SHORT PROBLEM: How many lines in the data below contain the string "pillar"? Case matters. Reply with the number alone.

THE DATA:
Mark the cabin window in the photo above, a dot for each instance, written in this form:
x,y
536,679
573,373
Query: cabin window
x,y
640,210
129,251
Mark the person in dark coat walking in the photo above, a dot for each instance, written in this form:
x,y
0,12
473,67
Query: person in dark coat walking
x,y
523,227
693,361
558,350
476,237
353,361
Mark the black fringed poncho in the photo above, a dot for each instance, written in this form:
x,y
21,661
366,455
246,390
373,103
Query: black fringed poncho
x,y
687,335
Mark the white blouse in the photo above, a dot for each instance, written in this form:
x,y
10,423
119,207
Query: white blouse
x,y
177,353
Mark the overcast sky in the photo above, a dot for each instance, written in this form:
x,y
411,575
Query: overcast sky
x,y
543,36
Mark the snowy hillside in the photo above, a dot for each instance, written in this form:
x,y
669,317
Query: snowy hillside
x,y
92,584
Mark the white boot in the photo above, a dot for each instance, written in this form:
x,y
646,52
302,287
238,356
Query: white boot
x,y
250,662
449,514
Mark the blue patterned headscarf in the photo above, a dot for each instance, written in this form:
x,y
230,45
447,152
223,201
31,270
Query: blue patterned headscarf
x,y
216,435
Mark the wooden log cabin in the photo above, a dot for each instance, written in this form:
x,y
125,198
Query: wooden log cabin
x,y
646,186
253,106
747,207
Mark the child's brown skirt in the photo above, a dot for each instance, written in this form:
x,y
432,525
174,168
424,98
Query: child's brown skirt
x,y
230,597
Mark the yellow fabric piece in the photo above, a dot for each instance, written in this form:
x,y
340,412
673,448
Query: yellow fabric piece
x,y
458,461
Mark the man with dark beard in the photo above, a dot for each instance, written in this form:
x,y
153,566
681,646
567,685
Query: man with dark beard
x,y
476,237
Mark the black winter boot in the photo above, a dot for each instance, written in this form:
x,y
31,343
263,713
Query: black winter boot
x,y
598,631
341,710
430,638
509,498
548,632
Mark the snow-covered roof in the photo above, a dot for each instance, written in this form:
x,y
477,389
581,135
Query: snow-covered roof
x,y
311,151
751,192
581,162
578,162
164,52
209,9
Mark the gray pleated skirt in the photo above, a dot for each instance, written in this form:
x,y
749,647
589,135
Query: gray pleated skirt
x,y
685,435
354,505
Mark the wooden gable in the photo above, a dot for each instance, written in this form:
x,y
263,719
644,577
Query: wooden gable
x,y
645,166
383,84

---

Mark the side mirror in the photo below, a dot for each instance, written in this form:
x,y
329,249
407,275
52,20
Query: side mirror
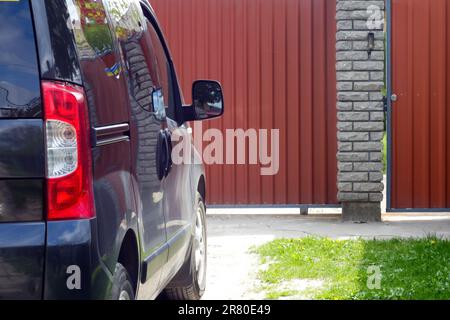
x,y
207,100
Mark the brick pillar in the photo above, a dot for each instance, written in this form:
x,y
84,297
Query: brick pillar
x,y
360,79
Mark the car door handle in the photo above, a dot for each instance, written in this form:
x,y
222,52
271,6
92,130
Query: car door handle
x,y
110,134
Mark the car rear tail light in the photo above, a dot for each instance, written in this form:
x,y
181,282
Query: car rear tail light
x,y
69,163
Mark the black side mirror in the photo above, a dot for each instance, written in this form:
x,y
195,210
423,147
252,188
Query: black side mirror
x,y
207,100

==

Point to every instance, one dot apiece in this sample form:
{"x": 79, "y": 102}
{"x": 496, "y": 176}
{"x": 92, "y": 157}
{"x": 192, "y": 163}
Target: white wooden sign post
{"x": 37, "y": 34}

SOLUTION: 2